_What is expected_
Write out all of the lines below word for word, changing nothing.

(Dataset entries)
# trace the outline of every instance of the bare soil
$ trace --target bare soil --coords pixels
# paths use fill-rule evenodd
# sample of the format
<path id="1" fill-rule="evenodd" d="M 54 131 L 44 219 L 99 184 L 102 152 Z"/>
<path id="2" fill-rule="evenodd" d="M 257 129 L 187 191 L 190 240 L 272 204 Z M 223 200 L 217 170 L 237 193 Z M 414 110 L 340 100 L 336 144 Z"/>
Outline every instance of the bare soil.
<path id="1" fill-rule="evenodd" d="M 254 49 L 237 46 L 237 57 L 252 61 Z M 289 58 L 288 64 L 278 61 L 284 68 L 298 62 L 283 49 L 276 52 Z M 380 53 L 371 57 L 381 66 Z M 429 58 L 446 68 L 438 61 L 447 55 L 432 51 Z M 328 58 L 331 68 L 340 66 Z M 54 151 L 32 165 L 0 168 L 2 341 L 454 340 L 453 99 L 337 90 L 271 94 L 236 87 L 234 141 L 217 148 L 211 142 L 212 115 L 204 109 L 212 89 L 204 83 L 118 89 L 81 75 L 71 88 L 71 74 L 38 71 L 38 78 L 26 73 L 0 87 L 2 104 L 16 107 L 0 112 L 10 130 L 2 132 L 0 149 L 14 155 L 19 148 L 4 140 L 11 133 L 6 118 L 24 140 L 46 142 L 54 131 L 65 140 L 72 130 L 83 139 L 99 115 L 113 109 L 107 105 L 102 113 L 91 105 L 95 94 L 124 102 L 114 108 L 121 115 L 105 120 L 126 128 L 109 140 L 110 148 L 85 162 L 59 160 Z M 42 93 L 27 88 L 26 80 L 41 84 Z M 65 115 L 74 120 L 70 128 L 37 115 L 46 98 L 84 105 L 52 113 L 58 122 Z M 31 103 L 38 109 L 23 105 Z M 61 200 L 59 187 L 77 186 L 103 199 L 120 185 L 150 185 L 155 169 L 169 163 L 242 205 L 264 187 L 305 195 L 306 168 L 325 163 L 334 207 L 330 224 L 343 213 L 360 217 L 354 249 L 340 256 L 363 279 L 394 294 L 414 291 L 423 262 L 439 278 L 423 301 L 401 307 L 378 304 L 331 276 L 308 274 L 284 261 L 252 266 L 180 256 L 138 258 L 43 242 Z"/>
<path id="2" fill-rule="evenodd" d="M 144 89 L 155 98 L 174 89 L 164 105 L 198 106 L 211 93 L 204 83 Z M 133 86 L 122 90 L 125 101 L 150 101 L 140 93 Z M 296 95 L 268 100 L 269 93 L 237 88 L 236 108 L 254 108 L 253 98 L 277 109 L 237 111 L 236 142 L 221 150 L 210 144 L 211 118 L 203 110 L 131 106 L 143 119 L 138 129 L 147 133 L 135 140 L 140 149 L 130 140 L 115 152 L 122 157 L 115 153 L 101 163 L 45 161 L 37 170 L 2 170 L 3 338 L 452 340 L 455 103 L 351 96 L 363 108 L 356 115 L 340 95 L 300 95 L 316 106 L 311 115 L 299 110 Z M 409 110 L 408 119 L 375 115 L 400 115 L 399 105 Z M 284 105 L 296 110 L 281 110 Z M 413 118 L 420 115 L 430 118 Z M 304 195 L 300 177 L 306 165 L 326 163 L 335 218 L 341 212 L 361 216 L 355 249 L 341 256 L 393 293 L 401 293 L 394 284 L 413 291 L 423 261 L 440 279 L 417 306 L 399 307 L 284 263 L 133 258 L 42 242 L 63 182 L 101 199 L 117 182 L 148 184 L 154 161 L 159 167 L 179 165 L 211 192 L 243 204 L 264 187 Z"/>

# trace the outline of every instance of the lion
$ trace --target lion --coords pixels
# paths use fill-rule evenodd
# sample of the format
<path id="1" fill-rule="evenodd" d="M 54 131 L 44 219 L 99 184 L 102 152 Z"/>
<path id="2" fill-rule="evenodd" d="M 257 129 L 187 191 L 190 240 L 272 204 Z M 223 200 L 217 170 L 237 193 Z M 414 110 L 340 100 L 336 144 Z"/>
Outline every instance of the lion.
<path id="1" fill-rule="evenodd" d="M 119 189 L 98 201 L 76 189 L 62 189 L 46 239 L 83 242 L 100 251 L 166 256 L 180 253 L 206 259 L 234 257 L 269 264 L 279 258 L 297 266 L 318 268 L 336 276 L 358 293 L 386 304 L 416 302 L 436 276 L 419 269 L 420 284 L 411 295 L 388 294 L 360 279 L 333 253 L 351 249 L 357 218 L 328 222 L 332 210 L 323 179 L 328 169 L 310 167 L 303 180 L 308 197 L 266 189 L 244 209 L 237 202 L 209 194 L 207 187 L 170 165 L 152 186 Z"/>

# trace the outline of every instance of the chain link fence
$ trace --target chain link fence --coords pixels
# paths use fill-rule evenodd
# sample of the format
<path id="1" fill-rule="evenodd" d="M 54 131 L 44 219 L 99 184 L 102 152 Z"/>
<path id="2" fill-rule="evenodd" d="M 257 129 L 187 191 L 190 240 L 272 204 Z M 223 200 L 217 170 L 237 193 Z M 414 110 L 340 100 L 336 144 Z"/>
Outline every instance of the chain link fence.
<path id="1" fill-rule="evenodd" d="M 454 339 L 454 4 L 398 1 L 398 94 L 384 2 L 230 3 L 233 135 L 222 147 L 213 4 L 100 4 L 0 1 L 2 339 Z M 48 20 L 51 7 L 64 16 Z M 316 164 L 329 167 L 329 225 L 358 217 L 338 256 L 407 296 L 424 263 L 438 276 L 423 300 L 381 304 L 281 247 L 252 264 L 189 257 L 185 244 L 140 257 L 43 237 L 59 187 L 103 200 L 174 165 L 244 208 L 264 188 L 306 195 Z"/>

_Final answer_
# trace the outline of every instance of the bare soil
$ trace --target bare soil --coords pixels
# paths use fill-rule evenodd
# sample of the format
<path id="1" fill-rule="evenodd" d="M 54 131 L 44 219 L 99 184 L 102 152 Z"/>
<path id="2" fill-rule="evenodd" d="M 257 129 L 187 191 L 190 240 L 272 204 Z M 223 200 L 217 170 L 237 193 Z M 414 110 L 340 100 L 336 144 Z"/>
Outline every instance of the bare soil.
<path id="1" fill-rule="evenodd" d="M 254 49 L 237 46 L 237 57 L 252 61 Z M 289 58 L 288 64 L 278 61 L 284 68 L 298 62 L 283 49 L 276 52 Z M 380 53 L 371 57 L 381 66 Z M 429 58 L 446 68 L 438 61 L 447 55 L 432 51 Z M 328 58 L 331 68 L 340 66 Z M 54 151 L 32 165 L 0 168 L 2 341 L 454 340 L 453 99 L 337 90 L 271 94 L 236 87 L 234 141 L 217 148 L 211 142 L 212 115 L 204 109 L 212 89 L 204 83 L 118 89 L 81 75 L 71 88 L 71 74 L 38 71 L 38 78 L 26 73 L 0 87 L 2 104 L 16 107 L 0 112 L 10 130 L 2 132 L 0 149 L 14 155 L 19 148 L 4 140 L 11 133 L 6 118 L 24 140 L 46 142 L 54 131 L 65 140 L 72 130 L 83 139 L 99 115 L 113 109 L 107 105 L 102 113 L 91 105 L 95 94 L 124 102 L 114 108 L 121 115 L 105 120 L 126 128 L 109 140 L 110 148 L 85 162 L 59 160 Z M 42 93 L 27 88 L 26 80 L 41 84 Z M 65 115 L 74 120 L 70 128 L 37 115 L 46 98 L 84 105 L 52 113 L 58 122 Z M 31 103 L 38 109 L 23 105 Z M 61 200 L 59 187 L 77 186 L 103 199 L 120 185 L 150 185 L 155 169 L 169 163 L 242 205 L 264 187 L 305 195 L 306 168 L 325 163 L 334 207 L 330 224 L 343 213 L 360 217 L 354 249 L 340 256 L 363 279 L 394 294 L 414 291 L 423 262 L 439 278 L 423 301 L 401 307 L 378 304 L 331 276 L 308 274 L 284 261 L 252 266 L 180 256 L 138 258 L 43 242 Z"/>
<path id="2" fill-rule="evenodd" d="M 144 89 L 155 98 L 174 89 L 164 105 L 198 106 L 211 93 L 204 83 Z M 133 86 L 122 90 L 125 101 L 150 101 L 140 93 Z M 296 95 L 268 100 L 269 93 L 237 88 L 236 108 L 254 108 L 253 98 L 277 109 L 237 111 L 236 142 L 221 150 L 210 144 L 211 118 L 203 110 L 131 106 L 143 119 L 138 129 L 147 133 L 135 140 L 140 149 L 130 140 L 115 152 L 122 157 L 115 153 L 101 163 L 45 161 L 37 170 L 2 170 L 3 338 L 452 340 L 455 103 L 351 96 L 363 108 L 356 115 L 340 95 L 300 95 L 316 106 L 311 115 L 299 110 Z M 409 110 L 408 119 L 375 115 L 400 115 L 399 105 Z M 284 105 L 296 110 L 281 110 Z M 413 118 L 420 115 L 430 118 Z M 304 195 L 300 177 L 306 165 L 326 163 L 335 218 L 341 212 L 361 216 L 355 249 L 341 256 L 393 293 L 401 293 L 394 284 L 413 291 L 423 261 L 440 279 L 417 306 L 399 307 L 284 263 L 133 258 L 42 242 L 63 182 L 101 199 L 117 182 L 148 184 L 154 161 L 159 167 L 179 165 L 211 192 L 243 204 L 264 187 Z"/>

# trace the outline of every instance of the lion
$ trace --target lion --coords pixels
# paths use fill-rule evenodd
# sample of the format
<path id="1" fill-rule="evenodd" d="M 54 131 L 44 219 L 99 184 L 102 152 Z"/>
<path id="2" fill-rule="evenodd" d="M 257 129 L 187 191 L 190 240 L 272 204 Z M 223 200 L 217 170 L 237 193 Z M 414 110 L 340 100 L 336 144 Z"/>
Outline every instance of the lion.
<path id="1" fill-rule="evenodd" d="M 119 189 L 98 201 L 76 189 L 62 189 L 46 239 L 83 242 L 100 251 L 166 256 L 180 253 L 206 259 L 234 257 L 269 264 L 279 258 L 297 266 L 318 268 L 336 276 L 358 293 L 386 304 L 416 302 L 436 276 L 419 269 L 420 284 L 411 295 L 388 294 L 360 279 L 333 253 L 351 249 L 357 218 L 328 222 L 332 210 L 323 179 L 328 169 L 310 167 L 303 180 L 308 197 L 266 189 L 244 209 L 237 202 L 209 194 L 207 187 L 170 165 L 152 186 Z"/>

# trace the outline of every instance of the chain link fence
$ trace --target chain link fence --coords pixels
# paths use fill-rule evenodd
# sample of the format
<path id="1" fill-rule="evenodd" d="M 54 131 L 44 219 L 99 184 L 102 152 Z"/>
<path id="2" fill-rule="evenodd" d="M 257 129 L 187 191 L 190 240 L 272 204 Z M 223 200 L 217 170 L 237 193 Z M 414 110 L 340 100 L 336 144 Z"/>
Outline every instance of the chain link fence.
<path id="1" fill-rule="evenodd" d="M 454 339 L 454 4 L 398 1 L 398 94 L 384 2 L 230 3 L 233 135 L 222 147 L 213 4 L 100 4 L 0 1 L 2 339 Z M 48 20 L 51 7 L 64 16 Z M 316 164 L 329 167 L 329 225 L 358 217 L 338 256 L 407 296 L 424 263 L 438 276 L 423 300 L 381 304 L 281 247 L 252 264 L 189 257 L 185 244 L 140 257 L 43 237 L 59 187 L 103 200 L 174 165 L 244 208 L 264 188 L 306 195 Z"/>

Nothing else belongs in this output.